Extract to read:
High school bullying was different. There was no recess, so it had to be more surreptitious, because the schedule in high school was more rigorous and teachers and administrators tended not to approve of anything that disturbed the efficient flow of the day. So it would happen on the bus or walking back from lunch. Fights always happened off-campus during lunch, so I guess the bullying followed that model. One guy threatened to kick my ass one day and I had to ask him what his name was because I didn’t even know him. “You don’t need to know my name,” he sneered.
“Well, how can I tell people I’m scared of you if I don’t know your name?”
I’d developed quite a mouth by the age of fourteen. Mainly because I was tired of people’s bullshit. I had to deal with it when I visited my father’s side of the family in Alabama every summer, I had to deal with it from my mother’s then-husband, and now I had to deal with it from perfect strangers every fucking day of high school? Fuck my life, I guess.
The majority of my high school bullies were football players. It didn’t help that I was in the band. And while the pattern of girls passively participating in the bullying continued, at a certain point the bullying just stopped and I can’t explain it any better than the teenage male brain finally started to really develop about junior year, so my last two years of high school were pretty quiet. Maybe it was because everyone was too busy trying to get into college to worry about whether or not the queer kid in their weird clothes is getting it up the butt. I don’t know. It was nice to just go to school and not worry about being beaten to death between lunch and fourth period.
Over the last two years, I’ve received news that two of my bullies from high school have died for whatever reason. Natural causes, I guess, but since I’m pretty much the same age, I like to think they’re too young to die, even if they were shitty to me when they were younger. And of course I did a Google search for their obituaries.
They were both loving husbands and fathers. One was even a grandfather. On Facebook, I found a memorial page for one of them, where his wife (I went to school with her, too) posted daily updates of her journey without him and other people I recognized from high school responded with their memories of what an amazing man he was, how loving and kind he was, what an upstanding Christian man he was. I had to check several times to make sure I was on the right memorial page, but yes—there was his name, right at the top.
After the confusion came anger, and after that came amusement. It was like reading the script for an SNL skit about the death of some dictator. “I will always remember the time he played Jesus in the church Easter play!” Or, to his wife, “He was a great man and you made a great team!” It took everything I had not to post my memories of him on the memorial page, but what stopped me was knowing that if I did that now I would be no better than he was then. And what the hell did I know? Maybe he had evolved into a really great guy. Maybe he regretted being such an asshole to me and the other people he bullied. Maybe he’d wanted to apologize and never got the chance because I moved away and never went back. Who knows?
This past week another friend from high school messaged me and asked if I’d heard that another of the guys who bullied me in high school died. I hadn’t. She was beside herself, she told me. She just couldn’t believe it. I didn’t feel like going through it all again, so I just cut it short with “He and I were never really friends in school, so I haven’t kept in touch.” She got the hint.
But I guess there’s never any real closure with bullies, is there? Or do people get apologies and I’m the odd man out? I’ve never had a single person look me up on any social media platform and message me to say the way they treated me in sixth grade has been eating away at them for forty years and they just wanted to reach out an apologize. And if they did, how would I respond? Would I call bullshit? “I don’t believe you, but if the apology makes you feel better about yourself, then it’s done its job.” Because let me be clear: if my mother’s ex-husband ever did that, those would be my exact words because I will never forgive him. I might have forgiven all the other, but I’ll never forgive him.
So, I guess I just need to wait for him to die like all the ones I’ve heard about. And he’s old, so it shouldn’t be much longer.
I don't think bullies ever really change. I don't think about mine anymore. A few became cops. They're stuck in our shitty hometown living shit lives, so they made their own punishment.

Data extract:
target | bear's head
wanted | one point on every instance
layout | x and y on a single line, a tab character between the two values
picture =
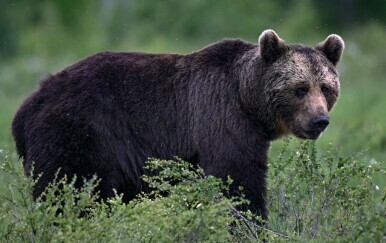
301	84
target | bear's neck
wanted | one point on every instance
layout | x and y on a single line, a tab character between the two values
252	95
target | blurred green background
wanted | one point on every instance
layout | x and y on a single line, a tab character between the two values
39	37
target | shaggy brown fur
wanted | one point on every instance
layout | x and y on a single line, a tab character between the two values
219	107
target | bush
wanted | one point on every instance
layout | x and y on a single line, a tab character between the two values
312	197
326	197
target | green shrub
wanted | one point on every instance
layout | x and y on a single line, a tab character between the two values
326	197
312	197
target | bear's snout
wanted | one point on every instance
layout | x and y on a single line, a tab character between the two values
319	123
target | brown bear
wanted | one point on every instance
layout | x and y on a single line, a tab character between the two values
218	108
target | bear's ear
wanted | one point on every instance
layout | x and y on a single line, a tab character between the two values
332	48
271	46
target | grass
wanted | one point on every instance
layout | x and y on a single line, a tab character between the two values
357	125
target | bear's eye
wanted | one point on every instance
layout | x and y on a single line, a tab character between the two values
325	90
301	92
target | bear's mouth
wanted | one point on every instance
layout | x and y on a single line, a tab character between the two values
311	134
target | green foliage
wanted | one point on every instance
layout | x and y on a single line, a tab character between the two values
194	210
312	197
326	196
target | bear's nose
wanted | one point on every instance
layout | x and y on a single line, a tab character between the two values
320	122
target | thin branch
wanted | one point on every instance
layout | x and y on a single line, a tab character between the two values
250	223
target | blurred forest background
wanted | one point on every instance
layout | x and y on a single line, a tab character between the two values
38	37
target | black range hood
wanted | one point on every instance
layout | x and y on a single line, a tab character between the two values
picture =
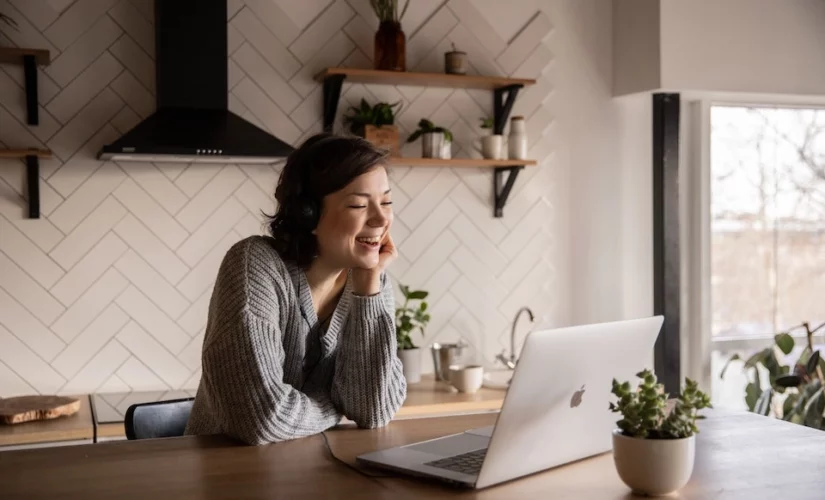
192	122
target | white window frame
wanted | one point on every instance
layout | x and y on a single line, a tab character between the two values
697	341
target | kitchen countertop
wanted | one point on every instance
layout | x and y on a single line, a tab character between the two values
102	414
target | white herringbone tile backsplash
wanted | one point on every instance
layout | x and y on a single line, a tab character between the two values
109	289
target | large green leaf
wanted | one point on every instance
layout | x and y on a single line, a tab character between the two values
763	404
733	358
784	342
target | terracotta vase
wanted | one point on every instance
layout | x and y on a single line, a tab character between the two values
390	47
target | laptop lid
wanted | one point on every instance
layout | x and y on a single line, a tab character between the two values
556	408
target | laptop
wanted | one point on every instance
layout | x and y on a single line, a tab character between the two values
555	410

Task requirements: Retype the part of the essay on high school bullying that begins at the words "I’d developed quite" and stops after the words "life, I guess.".

Solved problem:
I’d developed quite a mouth by the age of fourteen. Mainly because I was tired of people’s bullshit. I had to deal with it when I visited my father’s side of the family in Alabama every summer, I had to deal with it from my mother’s then-husband, and now I had to deal with it from perfect strangers every fucking day of high school? Fuck my life, I guess.